*EXERCISE DIRECTIONS*: Swap each "Report" in the entries below for "Mark" and write all the entries out again, changing nothing else.
┄┄┄┄┄┄┄┄┄┄┄┄┄┄┄┄┄┄┄┄
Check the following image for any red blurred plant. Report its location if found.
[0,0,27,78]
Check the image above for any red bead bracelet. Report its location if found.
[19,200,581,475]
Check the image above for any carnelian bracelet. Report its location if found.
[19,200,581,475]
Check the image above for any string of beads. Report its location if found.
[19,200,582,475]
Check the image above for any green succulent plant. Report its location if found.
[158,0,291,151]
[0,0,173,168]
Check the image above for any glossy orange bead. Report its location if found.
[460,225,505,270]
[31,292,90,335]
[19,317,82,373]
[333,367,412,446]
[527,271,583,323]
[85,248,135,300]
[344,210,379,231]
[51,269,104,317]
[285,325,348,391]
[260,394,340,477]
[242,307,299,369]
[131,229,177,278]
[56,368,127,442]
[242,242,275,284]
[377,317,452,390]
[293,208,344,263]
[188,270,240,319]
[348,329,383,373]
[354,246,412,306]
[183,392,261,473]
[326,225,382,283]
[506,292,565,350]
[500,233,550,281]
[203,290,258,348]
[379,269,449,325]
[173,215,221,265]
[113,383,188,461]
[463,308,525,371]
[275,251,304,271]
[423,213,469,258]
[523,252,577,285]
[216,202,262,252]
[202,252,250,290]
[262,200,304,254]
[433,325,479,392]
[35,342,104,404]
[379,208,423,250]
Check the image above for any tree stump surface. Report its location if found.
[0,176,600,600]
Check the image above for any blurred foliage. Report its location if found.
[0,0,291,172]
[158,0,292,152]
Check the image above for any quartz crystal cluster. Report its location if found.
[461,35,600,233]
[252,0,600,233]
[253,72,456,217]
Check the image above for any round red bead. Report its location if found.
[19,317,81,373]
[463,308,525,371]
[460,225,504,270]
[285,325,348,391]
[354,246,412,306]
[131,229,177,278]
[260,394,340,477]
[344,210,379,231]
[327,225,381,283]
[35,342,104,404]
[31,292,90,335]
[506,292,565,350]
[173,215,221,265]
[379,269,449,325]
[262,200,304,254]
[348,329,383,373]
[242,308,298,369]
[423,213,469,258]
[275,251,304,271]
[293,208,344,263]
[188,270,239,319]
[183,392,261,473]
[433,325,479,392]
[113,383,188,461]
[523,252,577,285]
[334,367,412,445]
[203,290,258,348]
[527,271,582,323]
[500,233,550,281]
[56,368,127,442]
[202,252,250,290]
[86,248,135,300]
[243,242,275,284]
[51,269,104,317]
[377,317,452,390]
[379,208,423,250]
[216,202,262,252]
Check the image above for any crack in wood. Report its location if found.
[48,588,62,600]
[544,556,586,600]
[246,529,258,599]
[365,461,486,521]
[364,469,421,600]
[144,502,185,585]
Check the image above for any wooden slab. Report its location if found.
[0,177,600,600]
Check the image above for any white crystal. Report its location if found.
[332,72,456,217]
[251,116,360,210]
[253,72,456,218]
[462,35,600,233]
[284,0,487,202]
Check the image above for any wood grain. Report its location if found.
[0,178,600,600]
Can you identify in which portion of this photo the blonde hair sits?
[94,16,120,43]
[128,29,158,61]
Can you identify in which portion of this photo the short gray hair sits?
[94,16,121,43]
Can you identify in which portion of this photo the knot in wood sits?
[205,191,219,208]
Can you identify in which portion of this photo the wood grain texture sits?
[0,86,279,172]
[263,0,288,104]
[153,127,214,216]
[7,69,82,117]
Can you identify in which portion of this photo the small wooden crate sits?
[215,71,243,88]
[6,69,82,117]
┄┄┄┄┄┄┄┄┄┄┄┄┄┄┄┄┄┄┄┄
*WRITTEN ANSWER*:
Check the following image for any red blurred plant. Mark its location if found.
[0,0,27,78]
Check the image above for any red bead bracelet. Mark its location if found.
[19,200,581,475]
Check the image above for any carnelian bracelet. Mark its location if found.
[19,200,581,475]
Check the image above for any string of beads. Mark its location if found.
[19,200,582,475]
Check the image above for any green succulent plant. Mark its location if found.
[158,0,291,151]
[0,0,173,168]
Check the image above for any glossy orange bead. Mark its location if found.
[460,225,505,270]
[31,292,90,335]
[19,317,82,373]
[333,367,412,446]
[527,271,583,323]
[85,248,135,300]
[344,210,379,231]
[51,269,104,317]
[285,325,348,391]
[260,394,340,477]
[242,307,299,369]
[131,229,177,278]
[56,368,127,442]
[242,242,275,284]
[377,317,452,390]
[293,208,344,263]
[188,270,240,319]
[348,329,383,373]
[354,246,412,306]
[183,392,261,473]
[326,225,382,283]
[506,292,565,350]
[500,233,550,281]
[203,290,258,348]
[379,269,449,325]
[173,215,221,265]
[113,383,188,461]
[463,308,525,371]
[275,251,304,271]
[423,213,469,258]
[523,252,577,285]
[216,202,262,252]
[202,252,250,290]
[262,200,304,254]
[433,325,479,392]
[35,342,104,404]
[379,208,423,250]
Check the image above for any tree stump surface. Mark its location if found.
[0,176,600,600]
Check the image above for any blurred foliage. Mark its location if found.
[0,0,291,172]
[158,0,292,152]
Check the image above for any quartz crystal cluster. Mark its location if found.
[461,35,600,233]
[252,0,600,233]
[253,72,456,217]
Check the image above for any round red bead. Mark its location if found.
[19,317,81,373]
[463,308,525,371]
[460,225,504,270]
[285,325,348,391]
[354,246,412,306]
[131,229,177,278]
[260,394,340,477]
[344,210,379,231]
[327,225,381,283]
[35,342,104,404]
[31,292,90,335]
[506,292,565,350]
[173,215,221,265]
[379,269,449,325]
[262,200,304,254]
[348,329,383,373]
[242,308,298,369]
[423,213,469,258]
[275,251,304,271]
[293,208,344,263]
[188,270,239,319]
[183,392,261,473]
[433,325,479,392]
[113,383,188,461]
[523,252,577,285]
[334,367,412,445]
[203,290,258,348]
[527,271,582,323]
[500,233,550,281]
[56,368,127,442]
[202,252,250,290]
[86,248,135,300]
[243,242,275,284]
[51,269,104,317]
[377,317,452,390]
[379,208,423,250]
[216,202,262,252]
Check the image above for any crack in wood. Mark its location if found.
[48,588,62,600]
[544,556,586,600]
[246,529,258,599]
[365,461,486,521]
[364,469,421,600]
[144,502,185,585]
Check the image above for any wooden slab. Mark its location if found.
[0,177,600,600]
Check the image above for any white crystal. Mark its location if found.
[332,72,456,217]
[251,116,360,210]
[253,72,456,218]
[462,35,600,233]
[284,0,487,202]
Check the image above for any wood grain. Mark its location if found.
[0,178,600,600]
Can you identify in which portion of this photo the blonde hair sits?
[94,16,120,43]
[128,29,158,61]
Can you identify in which portion of this photo the short gray hair sits?
[94,16,121,43]
Can you identify in which portion of this photo the knot in wood sits?
[205,191,219,208]
Can you identify in which portion of this photo the wood grain texture sits?
[0,86,279,172]
[263,0,288,104]
[153,127,214,216]
[7,69,82,117]
Can you identify in which portion of this photo the small wooden crate sits?
[215,71,243,88]
[6,69,82,117]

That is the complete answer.